Required action:
Please extract the passage below about the three levels of investors and reproduce all of it word for word.

An investor with survival needs (an that is part of all investor’s need) is looking to maximize return and to ensure you are on the same page about how are running the business. This level is about transactional alignment. More investors fall there rather than other two levels of need.

The success investor sees the relationship as important. They go beyond the transaction. Our best-known success investor is Warren Buffett. He invests in the relationship and having a long-term perspective. He wants us to think in longer lengths of time. He is in the relationship for the long haul.

A metaphor may help see the difference between these two investor levels. One is interested in a glass of milk. The other is interested in the cow. The survival investor is focused on the milk. The success relational investors, like Buffet is focused on the cow.

The legacy investor goes beyond these two; he invests with a purpose or mission. An example is a responsible mission, or maybe an Angel investor. The legacy investor has pride of ownership of the company. It may be you remind them of themselves twenty years ago.

In meeting a new investor, I check out where they fall on the pyramid. I ask leading questions to explore. Different types of investors are needed for different ventures. If you are going to be in and out in three or four years, the survival investor, on the bottom of the pyramid, is fine. But if the venture calls for making a long-term investment, then this will require a patient investment. This happens often also when a social good is involved. You definitely need a legacy investor for this. If you do not have one, you will be at odds with them all along the way.

One of our legacy investors is John Pritzker, who is one of the family that founded Hyatt Hotels. It is also a privately held company. He is the first investor that has invested in the company, not just a particular hotel venture. As a way of exploring this level of possibility, you ask emotional questions not functional ones only. You have to get inside one another’s head.  You want to know what turns them on. You want to know, “what about the business excites him”. Our exploration confirmed there was a match in what we saw. John sees the hospitality business as a noble profession. So do I.

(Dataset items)

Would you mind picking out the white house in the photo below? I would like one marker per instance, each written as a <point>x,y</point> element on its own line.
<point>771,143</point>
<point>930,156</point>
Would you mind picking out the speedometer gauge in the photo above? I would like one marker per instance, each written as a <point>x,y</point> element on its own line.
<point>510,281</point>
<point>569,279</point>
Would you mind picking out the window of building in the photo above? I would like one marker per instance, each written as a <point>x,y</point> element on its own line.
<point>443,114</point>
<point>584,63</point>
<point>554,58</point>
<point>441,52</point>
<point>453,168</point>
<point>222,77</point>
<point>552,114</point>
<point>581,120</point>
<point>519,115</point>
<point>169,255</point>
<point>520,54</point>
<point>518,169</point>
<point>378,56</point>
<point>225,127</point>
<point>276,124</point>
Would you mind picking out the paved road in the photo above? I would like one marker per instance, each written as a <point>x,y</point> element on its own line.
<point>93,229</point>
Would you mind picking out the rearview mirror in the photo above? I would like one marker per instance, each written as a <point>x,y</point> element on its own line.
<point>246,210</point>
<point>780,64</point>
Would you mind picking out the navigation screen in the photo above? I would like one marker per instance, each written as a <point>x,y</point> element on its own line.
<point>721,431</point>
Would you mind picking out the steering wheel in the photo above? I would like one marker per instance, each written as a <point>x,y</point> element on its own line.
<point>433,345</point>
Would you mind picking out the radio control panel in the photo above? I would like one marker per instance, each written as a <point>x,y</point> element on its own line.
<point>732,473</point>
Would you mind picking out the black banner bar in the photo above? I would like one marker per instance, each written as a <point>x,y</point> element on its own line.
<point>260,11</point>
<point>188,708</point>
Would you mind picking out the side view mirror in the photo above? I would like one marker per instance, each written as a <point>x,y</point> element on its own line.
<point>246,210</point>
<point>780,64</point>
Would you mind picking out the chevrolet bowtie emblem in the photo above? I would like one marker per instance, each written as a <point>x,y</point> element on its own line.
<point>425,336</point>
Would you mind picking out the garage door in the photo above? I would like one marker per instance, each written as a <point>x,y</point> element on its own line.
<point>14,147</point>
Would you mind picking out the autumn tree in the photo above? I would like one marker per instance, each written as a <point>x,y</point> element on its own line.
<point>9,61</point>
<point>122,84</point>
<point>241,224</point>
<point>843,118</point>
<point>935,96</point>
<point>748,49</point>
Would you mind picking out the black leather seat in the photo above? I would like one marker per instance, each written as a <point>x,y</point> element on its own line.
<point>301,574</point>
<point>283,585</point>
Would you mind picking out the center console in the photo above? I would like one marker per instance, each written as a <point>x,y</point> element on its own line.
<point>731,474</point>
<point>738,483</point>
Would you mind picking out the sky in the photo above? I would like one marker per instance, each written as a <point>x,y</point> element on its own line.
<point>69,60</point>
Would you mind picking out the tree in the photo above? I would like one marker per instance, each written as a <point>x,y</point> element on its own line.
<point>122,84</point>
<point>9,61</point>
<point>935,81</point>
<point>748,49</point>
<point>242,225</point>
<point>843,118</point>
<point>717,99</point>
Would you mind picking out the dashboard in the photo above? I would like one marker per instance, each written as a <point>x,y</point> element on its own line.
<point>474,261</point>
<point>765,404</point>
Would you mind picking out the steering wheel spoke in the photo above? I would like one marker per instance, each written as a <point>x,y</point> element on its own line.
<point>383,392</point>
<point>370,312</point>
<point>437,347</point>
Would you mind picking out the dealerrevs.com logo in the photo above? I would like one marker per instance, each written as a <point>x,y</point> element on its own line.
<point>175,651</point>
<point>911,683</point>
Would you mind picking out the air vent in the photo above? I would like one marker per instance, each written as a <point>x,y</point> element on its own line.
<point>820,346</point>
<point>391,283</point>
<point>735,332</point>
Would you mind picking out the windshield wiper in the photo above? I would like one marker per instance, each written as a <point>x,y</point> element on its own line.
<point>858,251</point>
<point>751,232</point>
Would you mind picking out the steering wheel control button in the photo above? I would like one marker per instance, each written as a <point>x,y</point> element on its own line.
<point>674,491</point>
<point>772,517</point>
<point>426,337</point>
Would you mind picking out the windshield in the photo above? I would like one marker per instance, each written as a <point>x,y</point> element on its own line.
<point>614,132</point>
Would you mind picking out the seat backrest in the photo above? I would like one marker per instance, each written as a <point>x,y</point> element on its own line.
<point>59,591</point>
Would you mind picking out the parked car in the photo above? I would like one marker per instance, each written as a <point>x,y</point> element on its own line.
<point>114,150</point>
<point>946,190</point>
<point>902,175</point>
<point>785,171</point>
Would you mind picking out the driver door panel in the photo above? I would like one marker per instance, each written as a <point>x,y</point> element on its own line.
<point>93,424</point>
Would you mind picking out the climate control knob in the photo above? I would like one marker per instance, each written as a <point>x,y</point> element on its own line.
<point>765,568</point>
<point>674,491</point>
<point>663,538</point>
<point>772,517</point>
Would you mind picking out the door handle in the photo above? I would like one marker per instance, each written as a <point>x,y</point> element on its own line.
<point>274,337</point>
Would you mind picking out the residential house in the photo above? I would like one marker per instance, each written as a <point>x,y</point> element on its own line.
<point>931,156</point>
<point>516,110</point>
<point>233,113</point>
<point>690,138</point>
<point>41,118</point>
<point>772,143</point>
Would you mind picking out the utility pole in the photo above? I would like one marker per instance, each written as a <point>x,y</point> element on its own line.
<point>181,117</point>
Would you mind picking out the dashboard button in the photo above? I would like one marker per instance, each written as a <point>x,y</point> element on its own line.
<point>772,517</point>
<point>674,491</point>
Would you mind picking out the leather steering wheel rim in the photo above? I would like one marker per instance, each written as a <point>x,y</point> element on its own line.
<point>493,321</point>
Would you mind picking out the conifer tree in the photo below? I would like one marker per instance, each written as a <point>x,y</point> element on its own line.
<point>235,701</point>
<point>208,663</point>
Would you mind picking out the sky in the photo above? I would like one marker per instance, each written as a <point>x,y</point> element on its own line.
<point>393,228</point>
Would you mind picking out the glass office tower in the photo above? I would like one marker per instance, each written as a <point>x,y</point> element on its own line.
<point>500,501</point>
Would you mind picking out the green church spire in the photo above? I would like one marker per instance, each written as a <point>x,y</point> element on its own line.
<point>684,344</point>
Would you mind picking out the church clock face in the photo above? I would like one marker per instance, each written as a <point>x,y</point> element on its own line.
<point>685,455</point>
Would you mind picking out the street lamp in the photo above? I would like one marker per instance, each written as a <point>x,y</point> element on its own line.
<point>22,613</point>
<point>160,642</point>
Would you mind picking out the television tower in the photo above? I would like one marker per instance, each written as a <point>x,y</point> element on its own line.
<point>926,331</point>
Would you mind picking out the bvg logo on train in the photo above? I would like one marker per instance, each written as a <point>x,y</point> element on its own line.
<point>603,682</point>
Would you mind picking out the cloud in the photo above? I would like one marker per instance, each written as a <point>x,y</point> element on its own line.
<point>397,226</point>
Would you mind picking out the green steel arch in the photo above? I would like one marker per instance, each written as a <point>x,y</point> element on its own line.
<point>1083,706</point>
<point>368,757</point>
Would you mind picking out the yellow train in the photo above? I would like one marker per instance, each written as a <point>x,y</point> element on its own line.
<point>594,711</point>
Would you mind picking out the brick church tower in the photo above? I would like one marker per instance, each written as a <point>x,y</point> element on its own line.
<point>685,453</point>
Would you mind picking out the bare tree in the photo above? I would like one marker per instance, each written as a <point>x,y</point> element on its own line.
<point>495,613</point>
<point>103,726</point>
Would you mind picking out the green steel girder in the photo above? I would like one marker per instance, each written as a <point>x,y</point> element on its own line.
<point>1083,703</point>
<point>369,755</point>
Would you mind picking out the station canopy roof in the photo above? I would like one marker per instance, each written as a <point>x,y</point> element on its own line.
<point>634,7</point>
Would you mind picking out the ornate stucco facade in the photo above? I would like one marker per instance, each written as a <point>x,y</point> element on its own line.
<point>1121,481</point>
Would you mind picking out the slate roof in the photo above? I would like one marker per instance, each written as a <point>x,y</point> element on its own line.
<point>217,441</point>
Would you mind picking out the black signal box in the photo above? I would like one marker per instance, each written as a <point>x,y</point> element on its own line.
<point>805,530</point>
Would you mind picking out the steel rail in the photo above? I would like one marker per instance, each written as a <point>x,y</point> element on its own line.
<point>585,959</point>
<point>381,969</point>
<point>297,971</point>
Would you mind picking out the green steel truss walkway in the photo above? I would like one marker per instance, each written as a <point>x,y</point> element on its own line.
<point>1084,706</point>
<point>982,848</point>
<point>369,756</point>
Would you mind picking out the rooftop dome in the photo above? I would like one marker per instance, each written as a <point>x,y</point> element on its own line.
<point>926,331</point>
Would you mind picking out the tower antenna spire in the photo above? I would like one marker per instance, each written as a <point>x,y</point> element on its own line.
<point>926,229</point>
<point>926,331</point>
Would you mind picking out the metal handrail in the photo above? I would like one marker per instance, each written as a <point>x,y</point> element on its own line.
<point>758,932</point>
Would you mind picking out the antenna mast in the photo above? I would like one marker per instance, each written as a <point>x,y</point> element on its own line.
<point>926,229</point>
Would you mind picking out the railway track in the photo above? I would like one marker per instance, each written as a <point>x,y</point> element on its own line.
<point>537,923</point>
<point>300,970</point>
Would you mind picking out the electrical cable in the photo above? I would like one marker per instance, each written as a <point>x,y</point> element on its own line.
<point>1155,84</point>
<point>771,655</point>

Output below:
An investor with survival needs (an that is part of all investor’s need) is looking to maximize return and to ensure you are on the same page about how are running the business. This level is about transactional alignment. More investors fall there rather than other two levels of need.

The success investor sees the relationship as important. They go beyond the transaction. Our best-known success investor is Warren Buffett. He invests in the relationship and having a long-term perspective. He wants us to think in longer lengths of time. He is in the relationship for the long haul.

A metaphor may help see the difference between these two investor levels. One is interested in a glass of milk. The other is interested in the cow. The survival investor is focused on the milk. The success relational investors, like Buffet is focused on the cow.

The legacy investor goes beyond these two; he invests with a purpose or mission. An example is a responsible mission, or maybe an Angel investor. The legacy investor has pride of ownership of the company. It may be you remind them of themselves twenty years ago.

In meeting a new investor, I check out where they fall on the pyramid. I ask leading questions to explore. Different types of investors are needed for different ventures. If you are going to be in and out in three or four years, the survival investor, on the bottom of the pyramid, is fine. But if the venture calls for making a long-term investment, then this will require a patient investment. This happens often also when a social good is involved. You definitely need a legacy investor for this. If you do not have one, you will be at odds with them all along the way.

One of our legacy investors is John Pritzker, who is one of the family that founded Hyatt Hotels. It is also a privately held company. He is the first investor that has invested in the company, not just a particular hotel venture. As a way of exploring this level of possibility, you ask emotional questions not functional ones only. You have to get inside one another’s head.  You want to know what turns them on. You want to know, “what about the business excites him”. Our exploration confirmed there was a match in what we saw. John sees the hospitality business as a noble profession. So do I.